__What to produce__.
Format every line of the records below as a JSON list of strings, one string per line, leaving out blank lines and the picture.

__Material for this exercise__.

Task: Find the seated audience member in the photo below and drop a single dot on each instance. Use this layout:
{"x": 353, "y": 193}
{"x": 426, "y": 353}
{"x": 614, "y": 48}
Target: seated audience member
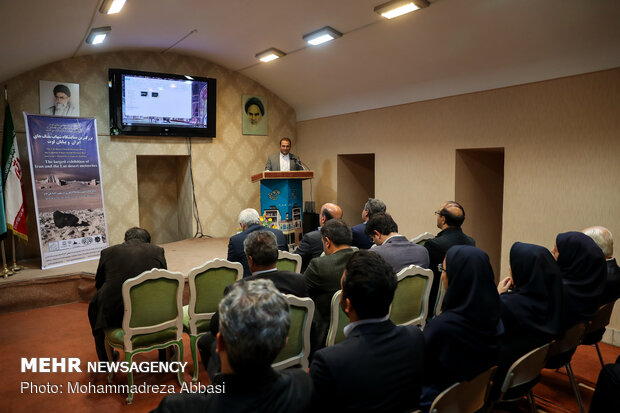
{"x": 254, "y": 322}
{"x": 323, "y": 274}
{"x": 249, "y": 221}
{"x": 378, "y": 367}
{"x": 532, "y": 310}
{"x": 361, "y": 239}
{"x": 462, "y": 341}
{"x": 583, "y": 276}
{"x": 604, "y": 239}
{"x": 450, "y": 217}
{"x": 117, "y": 264}
{"x": 393, "y": 247}
{"x": 606, "y": 395}
{"x": 261, "y": 249}
{"x": 311, "y": 246}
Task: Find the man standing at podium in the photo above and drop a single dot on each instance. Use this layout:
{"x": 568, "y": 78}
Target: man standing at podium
{"x": 284, "y": 161}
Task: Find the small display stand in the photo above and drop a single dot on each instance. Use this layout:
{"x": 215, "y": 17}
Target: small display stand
{"x": 281, "y": 199}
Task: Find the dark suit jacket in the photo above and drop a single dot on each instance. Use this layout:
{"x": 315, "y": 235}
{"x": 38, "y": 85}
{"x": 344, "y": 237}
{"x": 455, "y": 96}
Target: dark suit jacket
{"x": 273, "y": 162}
{"x": 236, "y": 252}
{"x": 437, "y": 248}
{"x": 323, "y": 280}
{"x": 278, "y": 392}
{"x": 360, "y": 239}
{"x": 612, "y": 287}
{"x": 399, "y": 253}
{"x": 309, "y": 247}
{"x": 377, "y": 368}
{"x": 116, "y": 265}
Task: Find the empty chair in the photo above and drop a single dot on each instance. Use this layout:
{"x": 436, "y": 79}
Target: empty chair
{"x": 153, "y": 318}
{"x": 561, "y": 352}
{"x": 297, "y": 348}
{"x": 337, "y": 320}
{"x": 596, "y": 328}
{"x": 287, "y": 261}
{"x": 410, "y": 303}
{"x": 523, "y": 375}
{"x": 206, "y": 287}
{"x": 465, "y": 397}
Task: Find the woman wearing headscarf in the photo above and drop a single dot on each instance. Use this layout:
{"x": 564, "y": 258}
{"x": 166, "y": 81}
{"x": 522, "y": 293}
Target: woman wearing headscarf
{"x": 532, "y": 312}
{"x": 583, "y": 275}
{"x": 462, "y": 341}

__The response__.
[
  "Task: Find the seated audience member in the photo below and drop a single dot on each instance. Use this layout:",
  "{\"x\": 353, \"y\": 193}",
  "{\"x\": 426, \"y\": 353}",
  "{\"x\": 614, \"y\": 48}",
  "Target: seated audience member",
  "{\"x\": 254, \"y\": 322}",
  "{\"x\": 323, \"y\": 274}",
  "{\"x\": 249, \"y\": 221}",
  "{\"x\": 378, \"y\": 367}",
  "{\"x\": 532, \"y\": 310}",
  "{\"x\": 361, \"y\": 239}",
  "{\"x\": 462, \"y\": 341}",
  "{\"x\": 583, \"y\": 276}",
  "{\"x\": 604, \"y\": 239}",
  "{\"x\": 450, \"y\": 217}",
  "{\"x\": 117, \"y\": 264}",
  "{\"x\": 393, \"y\": 247}",
  "{\"x\": 606, \"y\": 395}",
  "{\"x\": 261, \"y\": 249}",
  "{\"x\": 311, \"y\": 246}",
  "Task: Find the man standing at podium in the photo above and drop a single dot on each instance. Use this layout:",
  "{\"x\": 568, \"y\": 78}",
  "Target: man standing at podium",
  "{\"x\": 284, \"y\": 161}",
  "Task: Find the small display stand in the photo above and drop a single dot on each instance. Use this layout:",
  "{\"x\": 215, \"y\": 17}",
  "Target: small display stand",
  "{\"x\": 281, \"y\": 199}",
  "Task: Find the dark suit jacket in the photo above and drop a single dot on each instance. Use this layout:",
  "{\"x\": 315, \"y\": 235}",
  "{\"x\": 38, \"y\": 85}",
  "{\"x\": 344, \"y\": 237}",
  "{\"x\": 455, \"y\": 96}",
  "Target: dark suit jacket",
  "{\"x\": 273, \"y\": 162}",
  "{\"x\": 236, \"y\": 252}",
  "{\"x\": 437, \"y\": 248}",
  "{\"x\": 323, \"y\": 280}",
  "{\"x\": 278, \"y\": 392}",
  "{\"x\": 360, \"y\": 239}",
  "{\"x\": 612, \"y\": 287}",
  "{\"x\": 399, \"y\": 253}",
  "{\"x\": 309, \"y\": 247}",
  "{\"x\": 377, \"y\": 368}",
  "{\"x\": 116, \"y\": 265}",
  "Task: Find the empty chair in the photo above and drop a single dot on each instance. Use this layout:",
  "{\"x\": 436, \"y\": 79}",
  "Target: empty chair",
  "{\"x\": 153, \"y\": 318}",
  "{\"x\": 561, \"y\": 352}",
  "{\"x\": 297, \"y\": 348}",
  "{\"x\": 337, \"y\": 320}",
  "{\"x\": 596, \"y\": 328}",
  "{\"x\": 287, \"y\": 261}",
  "{\"x\": 410, \"y\": 303}",
  "{\"x\": 523, \"y\": 375}",
  "{\"x\": 206, \"y\": 287}",
  "{\"x\": 465, \"y\": 397}",
  "Task: Find the woman wearing headscarf in the photo above and drop a single dot on each instance. Use this layout:",
  "{\"x\": 564, \"y\": 258}",
  "{\"x\": 166, \"y\": 81}",
  "{\"x\": 522, \"y\": 293}",
  "Target: woman wearing headscarf",
  "{\"x\": 532, \"y\": 312}",
  "{\"x\": 583, \"y\": 275}",
  "{\"x\": 462, \"y\": 341}"
]